> **Stated exercise**
Identify the lines in the items below that contain the word "each", and copy those lines in full.

> **Supplied entries**
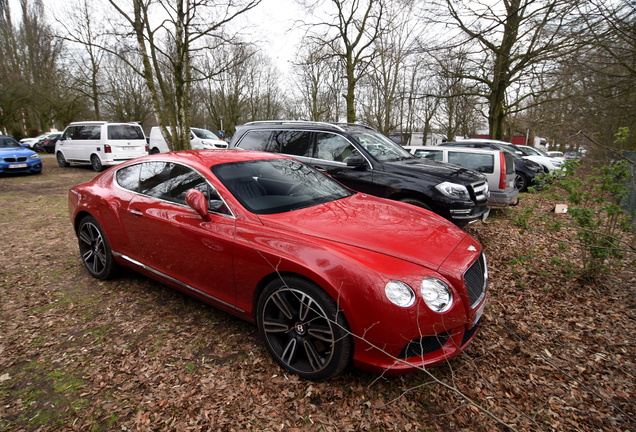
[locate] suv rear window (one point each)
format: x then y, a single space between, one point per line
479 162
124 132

* * *

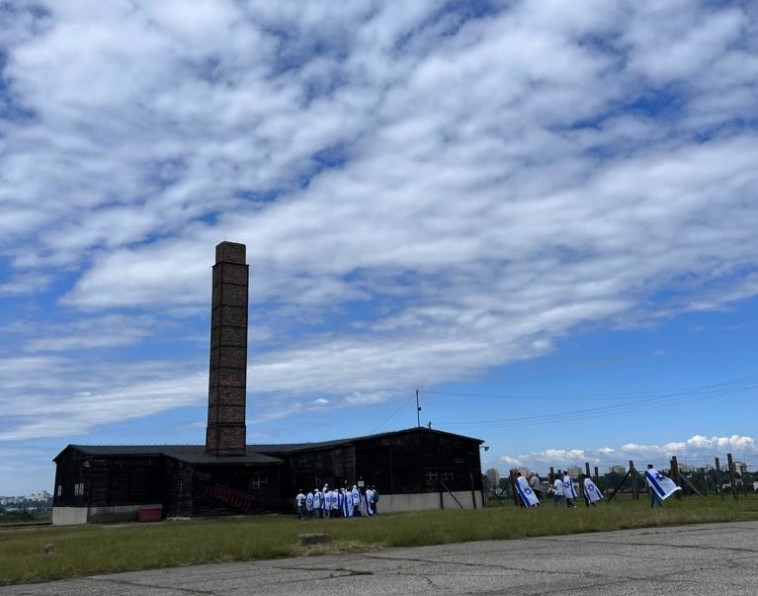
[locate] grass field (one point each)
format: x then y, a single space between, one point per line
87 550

> **Reply to the exercise**
[locate] suv rear window (one point each)
[locate] grass field (one point each)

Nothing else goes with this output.